PROVIDED MATERIAL ::
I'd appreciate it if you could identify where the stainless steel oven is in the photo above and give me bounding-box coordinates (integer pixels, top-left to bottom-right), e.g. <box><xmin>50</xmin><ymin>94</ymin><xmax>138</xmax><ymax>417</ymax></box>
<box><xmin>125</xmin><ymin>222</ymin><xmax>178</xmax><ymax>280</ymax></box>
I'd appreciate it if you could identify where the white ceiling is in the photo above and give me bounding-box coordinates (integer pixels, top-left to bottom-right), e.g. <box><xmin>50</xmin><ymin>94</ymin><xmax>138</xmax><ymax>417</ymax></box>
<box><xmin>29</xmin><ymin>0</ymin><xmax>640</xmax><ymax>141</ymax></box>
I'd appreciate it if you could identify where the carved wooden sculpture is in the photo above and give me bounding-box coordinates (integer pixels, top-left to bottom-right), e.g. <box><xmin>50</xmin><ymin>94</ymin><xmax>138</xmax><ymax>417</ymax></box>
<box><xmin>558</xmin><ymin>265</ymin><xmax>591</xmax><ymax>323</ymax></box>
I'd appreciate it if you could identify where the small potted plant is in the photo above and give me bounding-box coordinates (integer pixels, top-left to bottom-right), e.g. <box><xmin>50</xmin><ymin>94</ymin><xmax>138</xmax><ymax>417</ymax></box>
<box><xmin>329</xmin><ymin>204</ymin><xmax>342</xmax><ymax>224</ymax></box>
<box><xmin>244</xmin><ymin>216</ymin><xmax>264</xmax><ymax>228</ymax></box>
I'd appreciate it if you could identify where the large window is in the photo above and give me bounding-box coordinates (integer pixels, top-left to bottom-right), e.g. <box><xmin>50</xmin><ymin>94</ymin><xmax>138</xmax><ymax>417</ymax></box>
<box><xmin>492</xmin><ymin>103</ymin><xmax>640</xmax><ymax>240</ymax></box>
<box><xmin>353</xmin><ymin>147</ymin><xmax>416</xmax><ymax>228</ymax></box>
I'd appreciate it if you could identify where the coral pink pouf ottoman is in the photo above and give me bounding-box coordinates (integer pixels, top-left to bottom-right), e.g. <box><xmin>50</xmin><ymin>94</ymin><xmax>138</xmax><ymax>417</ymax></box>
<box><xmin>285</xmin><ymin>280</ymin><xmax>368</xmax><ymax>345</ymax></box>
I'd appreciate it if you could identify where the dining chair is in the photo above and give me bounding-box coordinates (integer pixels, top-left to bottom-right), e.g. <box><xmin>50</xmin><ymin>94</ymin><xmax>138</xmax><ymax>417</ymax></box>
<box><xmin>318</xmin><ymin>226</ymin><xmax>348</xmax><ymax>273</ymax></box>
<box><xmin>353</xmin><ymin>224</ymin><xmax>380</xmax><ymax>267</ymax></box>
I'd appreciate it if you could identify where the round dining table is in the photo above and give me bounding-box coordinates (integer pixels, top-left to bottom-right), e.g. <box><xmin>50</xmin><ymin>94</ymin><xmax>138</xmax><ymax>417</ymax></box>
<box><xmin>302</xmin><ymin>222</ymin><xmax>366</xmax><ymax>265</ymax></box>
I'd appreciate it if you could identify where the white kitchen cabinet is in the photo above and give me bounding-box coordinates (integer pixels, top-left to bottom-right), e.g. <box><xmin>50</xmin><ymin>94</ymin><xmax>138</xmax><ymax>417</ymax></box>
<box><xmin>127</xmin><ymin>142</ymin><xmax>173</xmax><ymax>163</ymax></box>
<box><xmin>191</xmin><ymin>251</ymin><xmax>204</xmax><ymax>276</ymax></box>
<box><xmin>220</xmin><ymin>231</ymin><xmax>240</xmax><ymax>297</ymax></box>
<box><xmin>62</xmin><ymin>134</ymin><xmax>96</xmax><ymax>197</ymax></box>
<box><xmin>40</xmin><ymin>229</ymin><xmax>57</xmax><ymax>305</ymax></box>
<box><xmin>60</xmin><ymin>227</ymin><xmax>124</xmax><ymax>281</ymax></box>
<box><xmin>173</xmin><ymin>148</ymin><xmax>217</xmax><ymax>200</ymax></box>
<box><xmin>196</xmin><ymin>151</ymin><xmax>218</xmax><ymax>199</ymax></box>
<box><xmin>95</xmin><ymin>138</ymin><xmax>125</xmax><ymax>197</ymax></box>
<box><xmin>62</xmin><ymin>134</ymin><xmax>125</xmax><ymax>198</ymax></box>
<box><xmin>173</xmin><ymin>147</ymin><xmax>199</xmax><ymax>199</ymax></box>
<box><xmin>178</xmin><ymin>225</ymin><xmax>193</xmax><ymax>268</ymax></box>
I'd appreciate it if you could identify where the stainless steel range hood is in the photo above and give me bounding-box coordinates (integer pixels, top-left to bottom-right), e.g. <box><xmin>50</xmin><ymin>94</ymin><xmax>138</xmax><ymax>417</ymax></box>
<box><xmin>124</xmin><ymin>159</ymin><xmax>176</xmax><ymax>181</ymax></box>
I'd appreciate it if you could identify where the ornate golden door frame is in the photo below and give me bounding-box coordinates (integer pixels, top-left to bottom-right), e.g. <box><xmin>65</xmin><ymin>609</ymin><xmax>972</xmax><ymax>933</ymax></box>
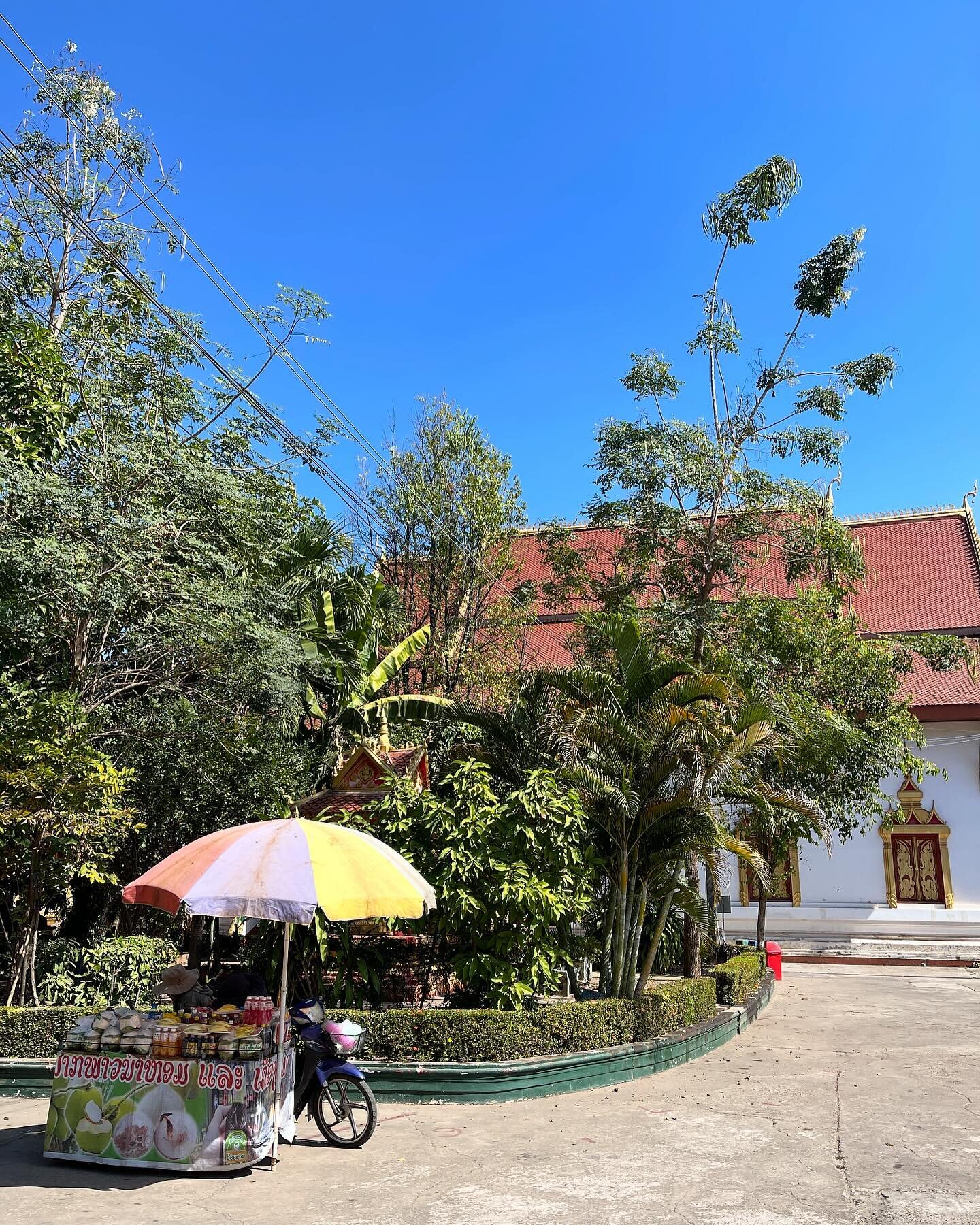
<box><xmin>738</xmin><ymin>843</ymin><xmax>802</xmax><ymax>906</ymax></box>
<box><xmin>879</xmin><ymin>778</ymin><xmax>953</xmax><ymax>910</ymax></box>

EXERCISE DETAILS ::
Locate each line in the material above that contains the word "chair", and copy those lines in full.

RESPONSE TO THIS EXERCISE ::
I'd appreciate it if you could identify where the dining chair is in the photo above and give me bounding-box coordinates (integer pixels, top-left to bottom-right), e.g. <box><xmin>50</xmin><ymin>94</ymin><xmax>138</xmax><ymax>417</ymax></box>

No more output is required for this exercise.